**Location annotation dataset excerpts:**
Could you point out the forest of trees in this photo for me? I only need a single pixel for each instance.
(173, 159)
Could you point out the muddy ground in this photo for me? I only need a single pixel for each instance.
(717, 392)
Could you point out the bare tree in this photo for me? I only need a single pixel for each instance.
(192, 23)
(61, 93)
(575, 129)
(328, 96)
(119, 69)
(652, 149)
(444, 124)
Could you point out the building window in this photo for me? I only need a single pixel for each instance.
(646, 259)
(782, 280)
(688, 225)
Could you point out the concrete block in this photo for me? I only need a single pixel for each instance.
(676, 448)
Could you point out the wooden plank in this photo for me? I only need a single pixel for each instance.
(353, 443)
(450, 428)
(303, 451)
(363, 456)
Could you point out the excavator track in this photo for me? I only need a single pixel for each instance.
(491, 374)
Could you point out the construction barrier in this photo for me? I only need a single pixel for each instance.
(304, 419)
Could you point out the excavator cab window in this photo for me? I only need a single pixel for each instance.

**Aim of the task:** Starting at the line that contains "Could you point out the muddy", copy each line exactly through the end of the listing above. Include that first line and the last one, and add nothing.

**Reply to the task:**
Could you point out the muddy ground in this photo for me? I only need a single pixel for each instance.
(717, 392)
Could you point out the bare tree in this photo for me? I only need a single pixel for each instance.
(192, 23)
(61, 93)
(575, 129)
(328, 96)
(119, 69)
(652, 149)
(444, 124)
Could you point out the building window in this photo for me? I only need a single pixel for each instance.
(646, 259)
(782, 280)
(688, 225)
Could you point out the concrete block in this photo for me? I only need a single pixel for each instance.
(676, 448)
Could you point out the wooden plank in this photo for me? I only need a single pixel for each instance.
(353, 443)
(450, 428)
(303, 451)
(363, 456)
Could you point out the excavator track in this photo for me? I only need a single pixel for each instance.
(491, 374)
Could you point out the construction barrier in this photo for me? I only need a single pixel for each instance.
(304, 419)
Could you point out the excavator cab window in this photo for me? I only need a single pixel for each instance.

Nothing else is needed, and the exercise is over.